■ EXERCISE REQUIREMENTS:
Output, unchanged, every line between the one holding "Report one point per instance of the glass" and the one holding "[(13, 526)]", both included. Leave the pictures out.

■ RECORDS FOR THIS EXERCISE:
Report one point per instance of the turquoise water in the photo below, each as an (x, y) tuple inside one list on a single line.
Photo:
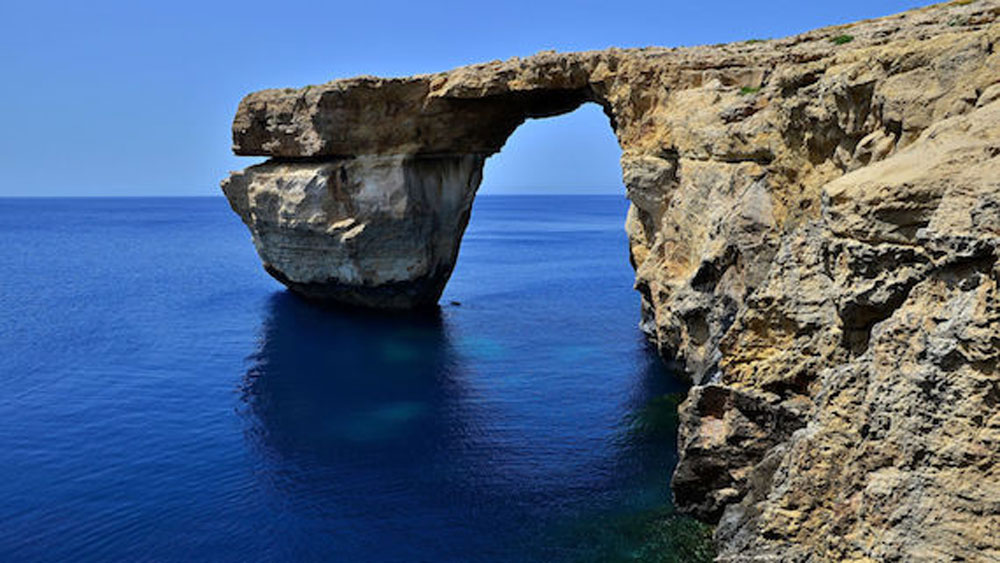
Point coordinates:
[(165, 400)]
---
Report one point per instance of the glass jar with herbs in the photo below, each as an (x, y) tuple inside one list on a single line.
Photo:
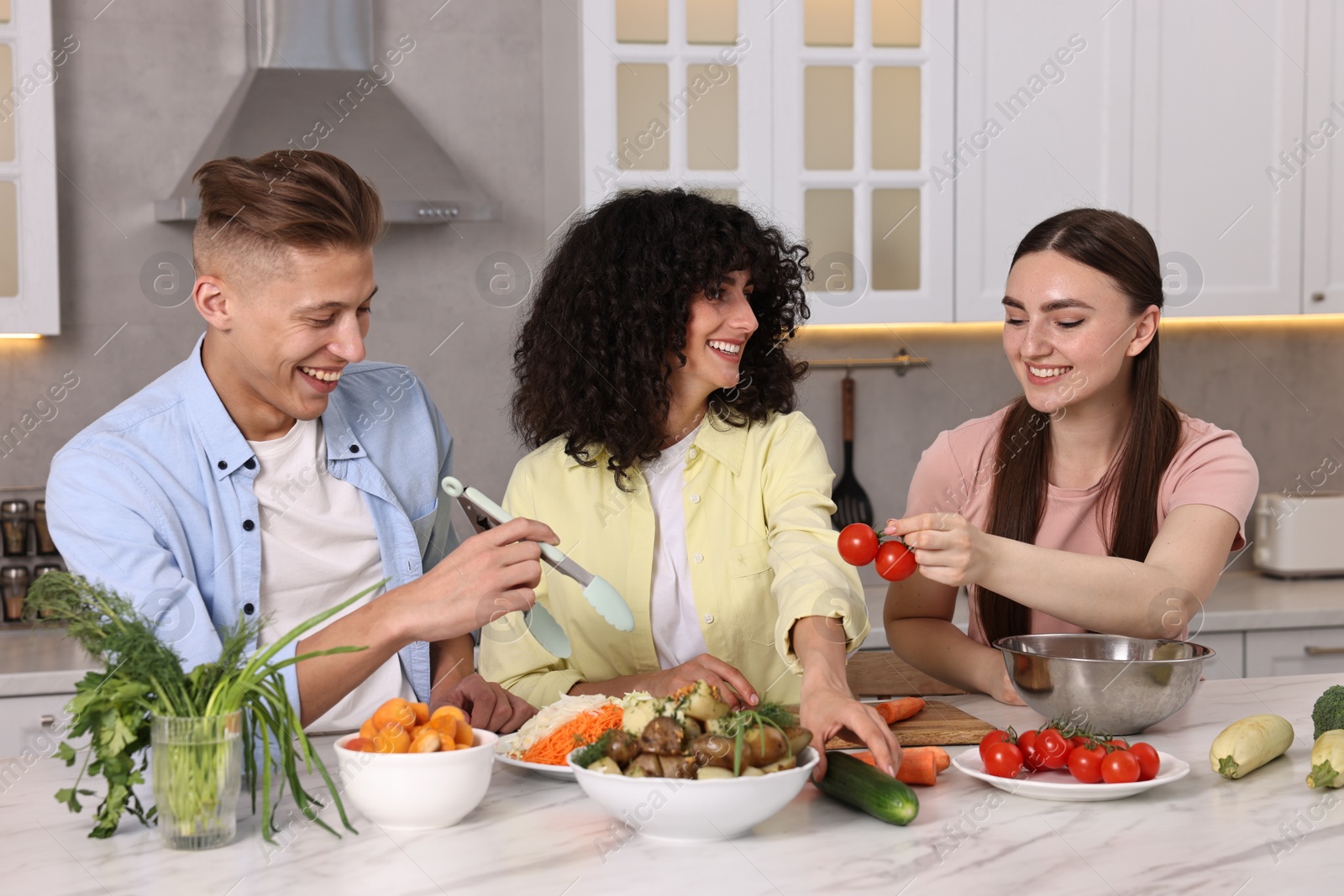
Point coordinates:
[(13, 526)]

■ EXERCISE SOLUTION:
Report one point per instance of the glass jar with herbs in the photo below, each as an (x, y) tuple inside one list on a single line.
Photo:
Point coordinates:
[(13, 526)]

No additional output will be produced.